== The problem ==
Go through the records and copy each line where the string "window" occurs.

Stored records
-------------------------

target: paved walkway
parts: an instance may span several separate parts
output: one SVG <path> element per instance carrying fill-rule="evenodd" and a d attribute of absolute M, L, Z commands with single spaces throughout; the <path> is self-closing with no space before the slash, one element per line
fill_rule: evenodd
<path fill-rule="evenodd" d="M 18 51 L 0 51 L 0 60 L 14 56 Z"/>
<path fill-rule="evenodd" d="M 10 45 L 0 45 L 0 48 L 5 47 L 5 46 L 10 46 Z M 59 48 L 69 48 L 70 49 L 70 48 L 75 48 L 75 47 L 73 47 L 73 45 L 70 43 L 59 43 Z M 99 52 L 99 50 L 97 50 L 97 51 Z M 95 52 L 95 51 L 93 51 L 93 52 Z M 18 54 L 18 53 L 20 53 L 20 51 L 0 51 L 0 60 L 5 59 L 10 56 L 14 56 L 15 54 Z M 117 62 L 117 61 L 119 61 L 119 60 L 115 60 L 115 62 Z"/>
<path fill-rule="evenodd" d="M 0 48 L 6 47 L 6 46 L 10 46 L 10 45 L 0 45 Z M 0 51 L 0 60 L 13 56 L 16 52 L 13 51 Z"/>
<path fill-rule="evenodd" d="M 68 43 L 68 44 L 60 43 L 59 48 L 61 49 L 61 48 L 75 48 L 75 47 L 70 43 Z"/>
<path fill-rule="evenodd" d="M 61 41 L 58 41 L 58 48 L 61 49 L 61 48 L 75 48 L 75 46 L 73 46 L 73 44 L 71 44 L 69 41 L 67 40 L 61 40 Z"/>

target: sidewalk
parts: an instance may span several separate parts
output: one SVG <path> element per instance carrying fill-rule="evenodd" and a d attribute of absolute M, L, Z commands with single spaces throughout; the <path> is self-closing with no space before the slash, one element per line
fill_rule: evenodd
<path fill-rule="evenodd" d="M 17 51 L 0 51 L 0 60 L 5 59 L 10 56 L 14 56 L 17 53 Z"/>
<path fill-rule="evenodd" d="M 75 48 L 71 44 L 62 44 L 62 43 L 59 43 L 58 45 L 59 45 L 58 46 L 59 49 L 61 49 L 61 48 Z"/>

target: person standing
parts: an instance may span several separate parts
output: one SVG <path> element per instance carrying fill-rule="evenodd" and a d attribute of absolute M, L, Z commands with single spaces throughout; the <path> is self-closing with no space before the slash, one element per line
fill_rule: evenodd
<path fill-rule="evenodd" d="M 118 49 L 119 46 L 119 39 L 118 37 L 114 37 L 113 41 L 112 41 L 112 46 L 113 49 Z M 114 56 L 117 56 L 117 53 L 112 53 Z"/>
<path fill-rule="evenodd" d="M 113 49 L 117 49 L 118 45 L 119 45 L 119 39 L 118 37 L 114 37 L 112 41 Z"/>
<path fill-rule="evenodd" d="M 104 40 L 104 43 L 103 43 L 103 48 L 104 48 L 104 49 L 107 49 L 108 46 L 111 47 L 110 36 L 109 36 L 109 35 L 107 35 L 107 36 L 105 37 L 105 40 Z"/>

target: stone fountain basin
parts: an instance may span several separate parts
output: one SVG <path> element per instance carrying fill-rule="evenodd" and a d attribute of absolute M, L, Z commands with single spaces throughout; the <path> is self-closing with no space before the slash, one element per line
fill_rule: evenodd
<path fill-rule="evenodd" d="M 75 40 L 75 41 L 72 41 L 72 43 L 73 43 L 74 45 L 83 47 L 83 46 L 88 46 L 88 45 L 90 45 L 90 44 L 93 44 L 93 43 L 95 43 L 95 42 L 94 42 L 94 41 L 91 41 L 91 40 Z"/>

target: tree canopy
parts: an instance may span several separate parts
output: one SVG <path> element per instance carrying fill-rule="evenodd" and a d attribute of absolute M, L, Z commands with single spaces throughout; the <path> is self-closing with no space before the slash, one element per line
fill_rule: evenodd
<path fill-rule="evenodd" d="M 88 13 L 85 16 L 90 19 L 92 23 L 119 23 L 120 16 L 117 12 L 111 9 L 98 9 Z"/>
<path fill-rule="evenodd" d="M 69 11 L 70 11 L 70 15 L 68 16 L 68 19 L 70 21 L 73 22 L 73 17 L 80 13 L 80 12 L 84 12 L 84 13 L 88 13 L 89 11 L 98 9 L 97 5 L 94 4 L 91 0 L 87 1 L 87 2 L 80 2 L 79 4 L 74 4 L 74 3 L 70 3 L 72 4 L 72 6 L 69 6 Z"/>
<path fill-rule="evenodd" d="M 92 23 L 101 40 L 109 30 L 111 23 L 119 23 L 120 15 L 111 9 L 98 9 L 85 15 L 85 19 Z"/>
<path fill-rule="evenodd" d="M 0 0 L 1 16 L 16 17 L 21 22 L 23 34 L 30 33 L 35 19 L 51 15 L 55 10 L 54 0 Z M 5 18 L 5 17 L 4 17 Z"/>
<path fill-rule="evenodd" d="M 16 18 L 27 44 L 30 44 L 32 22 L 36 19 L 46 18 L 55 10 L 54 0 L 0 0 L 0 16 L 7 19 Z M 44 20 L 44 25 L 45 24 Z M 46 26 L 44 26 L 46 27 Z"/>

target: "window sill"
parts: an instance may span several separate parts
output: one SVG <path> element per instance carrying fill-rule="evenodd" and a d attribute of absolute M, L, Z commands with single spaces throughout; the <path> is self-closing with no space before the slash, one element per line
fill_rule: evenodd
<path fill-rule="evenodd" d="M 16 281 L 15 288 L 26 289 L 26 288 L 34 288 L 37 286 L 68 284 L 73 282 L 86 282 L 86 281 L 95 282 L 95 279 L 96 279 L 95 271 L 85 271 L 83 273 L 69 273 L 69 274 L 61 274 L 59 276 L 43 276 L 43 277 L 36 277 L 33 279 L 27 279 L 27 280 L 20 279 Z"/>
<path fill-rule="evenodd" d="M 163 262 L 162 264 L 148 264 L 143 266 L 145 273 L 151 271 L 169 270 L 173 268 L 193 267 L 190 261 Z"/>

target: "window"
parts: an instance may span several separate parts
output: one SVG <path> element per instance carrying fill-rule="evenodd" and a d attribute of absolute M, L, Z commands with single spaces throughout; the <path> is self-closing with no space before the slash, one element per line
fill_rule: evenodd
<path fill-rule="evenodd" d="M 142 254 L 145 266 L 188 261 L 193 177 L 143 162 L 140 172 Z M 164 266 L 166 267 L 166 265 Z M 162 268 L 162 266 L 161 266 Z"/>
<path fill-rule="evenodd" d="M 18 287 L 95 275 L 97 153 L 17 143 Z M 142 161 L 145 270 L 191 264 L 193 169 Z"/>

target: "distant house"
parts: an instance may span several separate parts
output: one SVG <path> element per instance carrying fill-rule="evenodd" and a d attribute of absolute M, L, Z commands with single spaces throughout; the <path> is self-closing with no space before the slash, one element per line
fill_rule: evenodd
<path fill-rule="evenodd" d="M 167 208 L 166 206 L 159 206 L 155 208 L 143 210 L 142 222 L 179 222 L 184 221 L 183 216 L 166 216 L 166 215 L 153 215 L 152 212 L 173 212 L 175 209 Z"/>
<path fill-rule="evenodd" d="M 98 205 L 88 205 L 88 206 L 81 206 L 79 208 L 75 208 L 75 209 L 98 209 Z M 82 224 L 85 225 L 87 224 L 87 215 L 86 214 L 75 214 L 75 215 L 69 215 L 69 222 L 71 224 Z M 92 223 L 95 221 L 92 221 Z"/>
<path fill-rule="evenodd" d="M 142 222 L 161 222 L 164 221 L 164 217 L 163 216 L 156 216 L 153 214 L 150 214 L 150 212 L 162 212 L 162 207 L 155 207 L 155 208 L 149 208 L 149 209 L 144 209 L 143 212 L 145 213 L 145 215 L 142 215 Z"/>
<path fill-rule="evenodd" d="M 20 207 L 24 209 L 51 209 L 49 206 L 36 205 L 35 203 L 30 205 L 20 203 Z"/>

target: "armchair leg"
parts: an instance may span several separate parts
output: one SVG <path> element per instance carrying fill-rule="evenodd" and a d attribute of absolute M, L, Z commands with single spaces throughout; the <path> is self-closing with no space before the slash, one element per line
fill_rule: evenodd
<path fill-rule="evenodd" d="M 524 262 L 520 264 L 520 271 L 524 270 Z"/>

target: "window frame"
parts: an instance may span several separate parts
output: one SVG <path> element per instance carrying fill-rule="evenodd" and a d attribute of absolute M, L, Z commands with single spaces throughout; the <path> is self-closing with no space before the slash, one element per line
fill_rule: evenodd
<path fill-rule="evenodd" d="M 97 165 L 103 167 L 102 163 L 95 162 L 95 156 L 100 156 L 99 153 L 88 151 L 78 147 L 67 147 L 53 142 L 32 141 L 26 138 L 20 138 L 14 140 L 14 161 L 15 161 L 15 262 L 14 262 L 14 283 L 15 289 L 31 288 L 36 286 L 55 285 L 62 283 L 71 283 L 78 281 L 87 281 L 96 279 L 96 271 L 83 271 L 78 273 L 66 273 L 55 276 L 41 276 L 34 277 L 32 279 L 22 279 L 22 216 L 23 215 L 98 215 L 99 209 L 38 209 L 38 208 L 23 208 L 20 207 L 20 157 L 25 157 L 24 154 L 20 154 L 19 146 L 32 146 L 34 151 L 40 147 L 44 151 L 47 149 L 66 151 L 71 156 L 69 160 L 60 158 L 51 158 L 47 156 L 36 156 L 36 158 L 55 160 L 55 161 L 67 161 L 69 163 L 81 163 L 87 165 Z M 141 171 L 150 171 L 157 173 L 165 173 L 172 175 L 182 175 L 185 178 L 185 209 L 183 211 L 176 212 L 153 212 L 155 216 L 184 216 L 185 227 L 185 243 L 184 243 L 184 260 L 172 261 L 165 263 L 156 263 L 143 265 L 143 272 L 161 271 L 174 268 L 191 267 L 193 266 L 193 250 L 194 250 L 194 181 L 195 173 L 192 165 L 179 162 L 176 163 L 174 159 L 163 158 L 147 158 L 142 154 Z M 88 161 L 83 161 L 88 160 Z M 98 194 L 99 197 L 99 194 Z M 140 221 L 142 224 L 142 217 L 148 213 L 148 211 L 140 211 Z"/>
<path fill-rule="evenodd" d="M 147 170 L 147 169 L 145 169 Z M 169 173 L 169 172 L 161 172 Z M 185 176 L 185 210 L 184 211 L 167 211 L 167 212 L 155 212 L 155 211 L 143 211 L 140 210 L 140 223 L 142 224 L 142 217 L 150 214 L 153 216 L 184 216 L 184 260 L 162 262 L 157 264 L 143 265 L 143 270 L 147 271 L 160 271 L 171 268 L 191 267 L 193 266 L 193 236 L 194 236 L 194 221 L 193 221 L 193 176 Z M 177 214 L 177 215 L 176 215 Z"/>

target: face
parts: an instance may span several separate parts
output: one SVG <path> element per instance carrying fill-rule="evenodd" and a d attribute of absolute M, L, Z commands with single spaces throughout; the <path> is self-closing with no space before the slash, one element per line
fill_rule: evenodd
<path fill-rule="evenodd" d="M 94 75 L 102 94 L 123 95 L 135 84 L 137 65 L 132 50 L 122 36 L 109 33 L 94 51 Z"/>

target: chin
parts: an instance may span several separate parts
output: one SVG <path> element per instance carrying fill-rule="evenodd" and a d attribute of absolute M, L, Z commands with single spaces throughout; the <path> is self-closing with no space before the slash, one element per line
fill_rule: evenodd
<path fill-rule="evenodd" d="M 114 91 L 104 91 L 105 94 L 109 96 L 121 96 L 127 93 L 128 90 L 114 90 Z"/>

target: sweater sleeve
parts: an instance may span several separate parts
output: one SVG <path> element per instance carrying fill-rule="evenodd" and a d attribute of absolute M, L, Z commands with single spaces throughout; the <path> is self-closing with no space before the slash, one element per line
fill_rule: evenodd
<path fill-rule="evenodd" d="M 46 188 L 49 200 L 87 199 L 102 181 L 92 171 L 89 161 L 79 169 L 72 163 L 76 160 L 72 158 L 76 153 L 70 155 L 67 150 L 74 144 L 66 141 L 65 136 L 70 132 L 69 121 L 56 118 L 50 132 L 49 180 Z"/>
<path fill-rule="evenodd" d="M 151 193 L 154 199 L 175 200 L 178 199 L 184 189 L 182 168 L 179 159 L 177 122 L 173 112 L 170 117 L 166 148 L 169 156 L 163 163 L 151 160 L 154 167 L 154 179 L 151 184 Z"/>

-------------------------

== Solution ==
target: "window sill"
target: "window"
target: "window frame"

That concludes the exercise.